===== Text shown

From the kitchen we soon heard raised voices. Then RAISED voices. With our limited French and Spanish and German knowledge, we gathered that someone was very upset that we had been allowed into the restaurant. “WE CLOSE AT 8!” shouted a voice (I’m sparing you the accents now). “THEY ARE FRIENDS OF ARMIN!” “I’VE ALWAYS HATED YOU!!” (I may be making that last one up.)
And then the sound of crashing dishes being flung at the wall. More shouting. Some scuffling. We all prepared to get up and leave as quick as we could. Suddenly our waiter appeared with a food cart and a HUGE bowl of spaghetti, which he started scooping into our individual bowls. When he got to Rick S., who was last in line, he had about 5 portions left in the big bowl. Which he simply dumped into Rick’s bowl, spaghetti spilling over the sides onto the table. And then he left.
We were too freaked out to do or say anything, so we just started eating. Rick looked resignedly at his bowl and said “I am going to die.” Not from eating all the spaghetti, which was clearly impossible, but because he couldn’t eat it all, and leaving some of the food uneaten would obviously result in all of our deaths.

==========
===== Data supplied

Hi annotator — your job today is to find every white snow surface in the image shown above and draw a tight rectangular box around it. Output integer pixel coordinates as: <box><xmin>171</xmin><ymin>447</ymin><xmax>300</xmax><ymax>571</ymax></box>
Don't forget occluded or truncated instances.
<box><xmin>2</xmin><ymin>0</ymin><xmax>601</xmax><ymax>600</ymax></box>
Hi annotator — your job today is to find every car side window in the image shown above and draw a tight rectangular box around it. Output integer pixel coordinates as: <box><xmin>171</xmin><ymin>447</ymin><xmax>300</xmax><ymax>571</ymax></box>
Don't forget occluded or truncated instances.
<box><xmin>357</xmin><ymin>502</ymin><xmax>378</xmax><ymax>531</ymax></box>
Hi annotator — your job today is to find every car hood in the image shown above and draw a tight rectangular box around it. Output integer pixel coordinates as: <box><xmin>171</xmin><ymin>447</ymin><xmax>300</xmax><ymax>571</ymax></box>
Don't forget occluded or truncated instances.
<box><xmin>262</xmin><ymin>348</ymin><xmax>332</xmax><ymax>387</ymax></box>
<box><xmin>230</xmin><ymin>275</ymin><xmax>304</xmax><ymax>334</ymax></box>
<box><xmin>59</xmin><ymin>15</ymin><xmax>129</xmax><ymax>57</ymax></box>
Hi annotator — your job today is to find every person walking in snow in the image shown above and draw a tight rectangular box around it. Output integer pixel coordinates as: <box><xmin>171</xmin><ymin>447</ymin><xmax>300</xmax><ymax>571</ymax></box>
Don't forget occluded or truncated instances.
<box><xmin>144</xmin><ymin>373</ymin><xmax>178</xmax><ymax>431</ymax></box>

==========
===== Data supplied

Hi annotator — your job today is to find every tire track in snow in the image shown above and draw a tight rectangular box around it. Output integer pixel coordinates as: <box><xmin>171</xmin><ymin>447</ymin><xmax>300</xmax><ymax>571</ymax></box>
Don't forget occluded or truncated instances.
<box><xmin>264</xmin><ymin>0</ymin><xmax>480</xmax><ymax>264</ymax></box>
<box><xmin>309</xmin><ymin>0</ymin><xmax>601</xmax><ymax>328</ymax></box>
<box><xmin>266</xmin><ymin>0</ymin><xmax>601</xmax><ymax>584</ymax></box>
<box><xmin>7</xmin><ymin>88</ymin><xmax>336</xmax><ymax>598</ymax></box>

==========

**Exercise set**
1. Answer these questions about the restaurant story:
(a) According to the shouting voice, what time does the restaurant close?
(b) Who was last in line when the waiter served the spaghetti?
(c) What did Rick say after looking at his bowl?
2. Show every line of the rows that contains the word "today". Case counts.

**Task-by-task solutions**
1.
(a) At 8.
(b) Rick S.
(c) "I am going to die."

2.
Hi annotator — your job today is to find every white snow surface in the image shown above and draw a tight rectangular box around it. Output integer pixel coordinates as: <box><xmin>171</xmin><ymin>447</ymin><xmax>300</xmax><ymax>571</ymax></box>
Hi annotator — your job today is to find every car side window in the image shown above and draw a tight rectangular box around it. Output integer pixel coordinates as: <box><xmin>171</xmin><ymin>447</ymin><xmax>300</xmax><ymax>571</ymax></box>
Hi annotator — your job today is to find every car hood in the image shown above and draw a tight rectangular box around it. Output integer pixel coordinates as: <box><xmin>171</xmin><ymin>447</ymin><xmax>300</xmax><ymax>571</ymax></box>
Hi annotator — your job today is to find every person walking in snow in the image shown above and draw a tight rectangular box around it. Output integer pixel coordinates as: <box><xmin>171</xmin><ymin>447</ymin><xmax>300</xmax><ymax>571</ymax></box>
Hi annotator — your job today is to find every tire track in snow in the image shown above and draw a tight rectangular box around it. Output integer pixel coordinates as: <box><xmin>171</xmin><ymin>447</ymin><xmax>300</xmax><ymax>571</ymax></box>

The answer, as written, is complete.